» Objetivo declarado A
Você pode reescrever como lista numerada, sem as linhas em branco, o trecho dos registros que começa na linha com "Which region of the UI above contains the wooden plank walkway?" e segue até a linha com "[690,391,719,408]", incluindo as duas?

» Bloco de texto
----------------

O Ver-o-Fato teve acesso a notícia crime, realizada em depoimento na 1° Promotoria de Justiça Militar, que relata que uma aluna do Curso de Formação de Oficiais (CFO) acusa o major Itamar Rogério Gaudêncio por crimes de assédio sexual e moral na Academia de Polícia Militar Coronel Fontoura (APM). Tudo teria suspostamente ocorrido após ela recusar investidas amorosas do major e ter se casado, o que teria sido o estopim para uma série de crimes, que além de assédios englobam tortura psicológica, prevaricação, perseguição e abuso de autoridade. Além do major, a promotoria também investiga outros oficiais.
A aluna do curso contou ao Ver-o-Fato que conheceu o major Gaudêncio no ano de 2018, quando este ainda era capitão: “ele era super tranquilo comigo…me tratava normalmente, sem nenhum tipo de abuso”. Quando ele se tornou o chefe imediato dela. porém, teria passado, segundo o relato, a fazer investidas amorosas através de comentários e piadas sobre seu corpo, além de mandar mensagens para o celular e dar pequenos privilégios, como ser liberada mais cedo ou menor carga de trabalho. “E na frente de todos ele dizia pra eu terminar meu relacionamento, porque não tinha futuro eu ficar com um cadete”, conta.
Em 2019, ela chegou ao CFO e na Academia, momento em que também começou a ter problemas de saúde, precisando até passar por cirurgia. Mesmo assim, diz que recebeu apoio, dentro dos limites da imparcialidade e impessoalidade, de seus comandantes. Entretanto, em setembro de 2020 houve trocas no comando e o major Gaudêncio assumiu o subcomando da APM. “A partir daí, minha vida virou um inferno ali dentro”, resume ela sobre esta ocasião.
“Comecei a ser perseguida porque ele perguntou se eu tinha casado com o que era cadete. Eu respondi que sim. Após isso, ele disse pra eu não dirigir mais a palavra pra ele”, relata. Desde então, segundo ela, o major teria começado a vasculhar sua vida no CFO, descobrindo os problemas de saúde, como a cirurgia e crises de ansiedade pelas quais teria passado. Um oficial teria entrado em contato até com a psicóloga da aluna para saber mais informações.
Em novembro de 2020, ela recebe sua primeira citação em um Procedimento Administrativo Disciplinar (PAD), sob alegação de ter realizado cirurgia. Além disso, ele a reprovaria por falta. “Lá na APM quando abrem procedimento para alunos, os tenentes são os presidentes dos procedimentos…mas no meu o major Gaudêncio fez questão de ser o presidente”, destaca.
Sobre esse PAD, a militar conta: “meu advogado na época ficou sabendo sobre o assédio sexual, foi até o major Gaudêncio e falou pessoalmente com ele, dizendo que eu iria denunciar o major por assédio, já que por eu não ter cedido aos caprichos dele, ele tava me perseguindo….nesse mesmo dia, o major Gaudêncio desistiu de ser o presidente do meu PAD e alegou cunho pessoal”. Essa troca é confirmada através de documentos aos quais o Ver-o-Fato teve acesso.

----------------

» Registros exibidos

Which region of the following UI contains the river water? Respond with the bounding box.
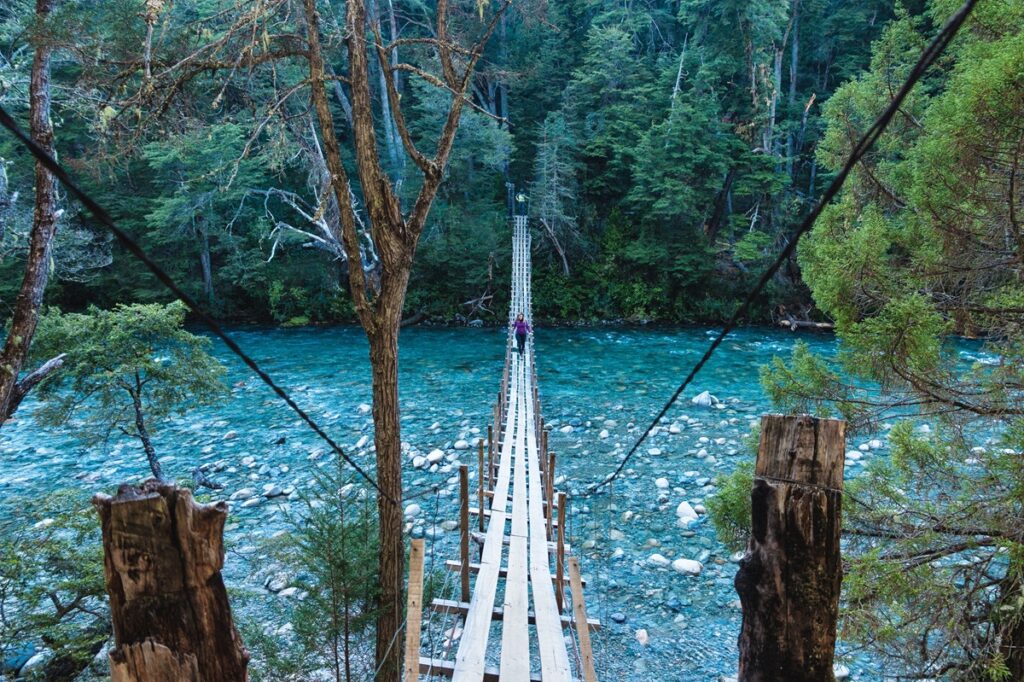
[0,328,885,682]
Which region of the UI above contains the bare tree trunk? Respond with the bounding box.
[199,220,216,305]
[369,301,408,680]
[735,415,846,682]
[0,0,57,425]
[92,481,249,682]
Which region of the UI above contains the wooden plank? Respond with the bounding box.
[501,391,529,682]
[569,556,597,682]
[406,540,423,682]
[459,464,469,601]
[524,364,571,682]
[444,559,587,587]
[427,597,602,632]
[420,656,544,682]
[453,358,519,682]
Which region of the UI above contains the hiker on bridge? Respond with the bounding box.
[512,312,534,355]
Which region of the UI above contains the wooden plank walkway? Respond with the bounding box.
[406,216,600,682]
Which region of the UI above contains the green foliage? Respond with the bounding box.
[763,1,1024,681]
[0,491,110,679]
[33,302,227,475]
[247,459,378,682]
[708,461,754,551]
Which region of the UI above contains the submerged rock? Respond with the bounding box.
[672,559,703,576]
[690,391,719,408]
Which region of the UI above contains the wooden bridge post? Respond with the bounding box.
[480,426,495,489]
[569,557,597,682]
[459,464,471,601]
[476,438,483,532]
[542,453,555,540]
[555,493,565,613]
[92,480,249,682]
[735,415,846,682]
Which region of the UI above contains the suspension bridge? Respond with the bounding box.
[404,215,600,682]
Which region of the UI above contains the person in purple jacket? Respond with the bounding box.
[512,312,534,355]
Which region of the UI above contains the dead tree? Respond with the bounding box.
[93,480,249,682]
[735,415,846,682]
[0,0,60,425]
[304,0,508,682]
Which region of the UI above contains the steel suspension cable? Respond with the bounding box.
[0,102,398,505]
[580,0,978,497]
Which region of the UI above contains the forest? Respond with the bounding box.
[0,0,1024,682]
[0,0,913,325]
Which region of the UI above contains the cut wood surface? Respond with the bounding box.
[735,415,846,682]
[93,480,249,682]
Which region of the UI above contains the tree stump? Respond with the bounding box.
[735,415,846,682]
[93,480,249,682]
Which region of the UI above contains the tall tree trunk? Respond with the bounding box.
[368,294,409,682]
[0,0,57,425]
[199,220,216,305]
[92,481,249,682]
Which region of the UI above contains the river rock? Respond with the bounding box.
[263,483,285,500]
[647,554,672,566]
[263,573,288,594]
[676,500,697,525]
[672,559,703,576]
[690,391,718,408]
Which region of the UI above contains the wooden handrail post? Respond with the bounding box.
[481,426,495,489]
[555,493,565,613]
[476,438,483,532]
[406,540,423,682]
[569,557,597,682]
[459,464,471,601]
[735,415,846,682]
[545,453,555,540]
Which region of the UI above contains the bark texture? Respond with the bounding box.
[0,0,57,424]
[93,481,249,682]
[735,415,846,682]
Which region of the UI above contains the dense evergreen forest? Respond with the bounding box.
[0,0,905,324]
[0,0,1024,682]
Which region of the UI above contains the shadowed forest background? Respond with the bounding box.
[0,0,1024,682]
[0,0,913,324]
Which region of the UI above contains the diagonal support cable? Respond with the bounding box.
[0,106,398,505]
[581,0,978,497]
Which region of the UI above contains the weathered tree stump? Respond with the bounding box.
[735,415,846,682]
[93,480,249,682]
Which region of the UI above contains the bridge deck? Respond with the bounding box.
[411,216,599,682]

----------------

» Objetivo declarado B
Você pode copiar da reportagem sobre as acusações contra o major Gaudêncio o trecho que começa em "Em novembro de" e segue até "Ver-o-Fato teve acesso."?

» Resultado correto A
1. Which region of the UI above contains the wooden plank walkway? Respond with the bounding box.
2. [406,216,600,682]
3. Which region of the UI above contains the green foliage? Respond with the bounding box.
4. [763,1,1024,681]
5. [0,491,110,679]
6. [33,302,227,475]
7. [247,459,378,682]
8. [708,461,754,551]
9. Which region of the UI above contains the submerged rock? Respond with the bounding box.
10. [672,559,703,576]
11. [690,391,719,408]

» Resultado correto B
Em novembro de 2020, ela recebe sua primeira citação em um Procedimento Administrativo Disciplinar (PAD), sob alegação de ter realizado cirurgia. Além disso, ele a reprovaria por falta. “Lá na APM quando abrem procedimento para alunos, os tenentes são os presidentes dos procedimentos…mas no meu o major Gaudêncio fez questão de ser o presidente”, destaca.
Sobre esse PAD, a militar conta: “meu advogado na época ficou sabendo sobre o assédio sexual, foi até o major Gaudêncio e falou pessoalmente com ele, dizendo que eu iria denunciar o major por assédio, já que por eu não ter cedido aos caprichos dele, ele tava me perseguindo….nesse mesmo dia, o major Gaudêncio desistiu de ser o presidente do meu PAD e alegou cunho pessoal”. Essa troca é confirmada através de documentos aos quais o Ver-o-Fato teve acesso.